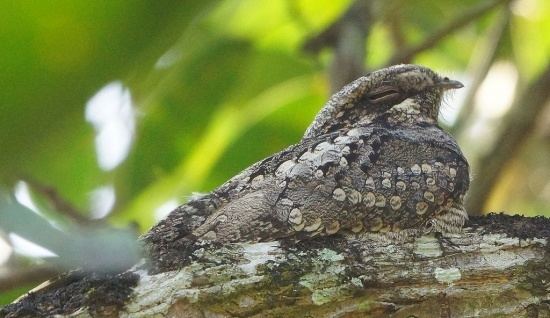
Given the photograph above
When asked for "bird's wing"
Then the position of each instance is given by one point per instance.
(341, 181)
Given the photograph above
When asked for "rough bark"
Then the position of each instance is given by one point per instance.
(499, 267)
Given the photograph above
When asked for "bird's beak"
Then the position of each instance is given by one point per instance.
(450, 84)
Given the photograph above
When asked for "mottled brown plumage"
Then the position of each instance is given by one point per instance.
(373, 160)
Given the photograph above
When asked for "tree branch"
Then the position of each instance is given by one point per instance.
(348, 37)
(500, 266)
(480, 67)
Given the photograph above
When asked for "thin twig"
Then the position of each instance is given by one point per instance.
(517, 126)
(480, 67)
(347, 36)
(472, 14)
(60, 205)
(15, 278)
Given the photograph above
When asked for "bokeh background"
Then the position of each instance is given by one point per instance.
(114, 112)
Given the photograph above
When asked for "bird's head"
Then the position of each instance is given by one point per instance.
(399, 94)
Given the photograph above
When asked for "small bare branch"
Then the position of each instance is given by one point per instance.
(405, 55)
(517, 126)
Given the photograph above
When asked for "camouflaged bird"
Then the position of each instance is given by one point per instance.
(373, 160)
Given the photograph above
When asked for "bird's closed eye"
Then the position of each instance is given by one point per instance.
(383, 94)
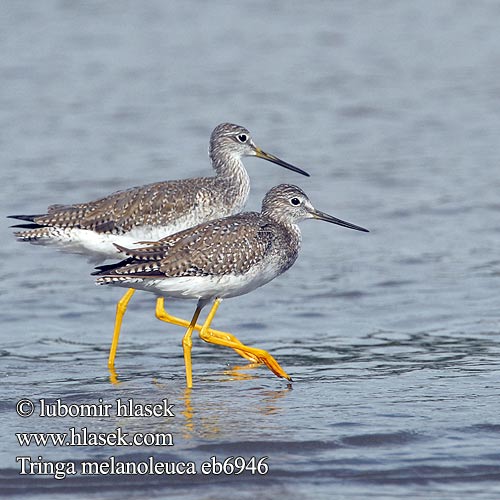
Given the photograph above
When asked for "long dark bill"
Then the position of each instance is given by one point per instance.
(329, 218)
(274, 159)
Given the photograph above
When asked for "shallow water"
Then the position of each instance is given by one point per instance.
(391, 337)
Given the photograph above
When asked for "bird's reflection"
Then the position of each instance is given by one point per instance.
(202, 421)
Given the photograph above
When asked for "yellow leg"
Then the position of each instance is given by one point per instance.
(187, 344)
(260, 354)
(162, 315)
(121, 307)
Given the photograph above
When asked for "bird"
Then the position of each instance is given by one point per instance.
(151, 212)
(219, 259)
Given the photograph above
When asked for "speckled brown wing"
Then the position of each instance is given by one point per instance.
(231, 245)
(154, 204)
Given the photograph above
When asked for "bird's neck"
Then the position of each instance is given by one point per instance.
(232, 172)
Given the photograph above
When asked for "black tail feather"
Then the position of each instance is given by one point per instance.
(105, 269)
(29, 218)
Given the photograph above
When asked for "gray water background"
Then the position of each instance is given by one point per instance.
(391, 337)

· · · · · · ·

(Work request): List, from the entries above, every line in which the word "branch" shows up.

(Exercise response):
When asked for "tree branch"
When asked for "small bare branch"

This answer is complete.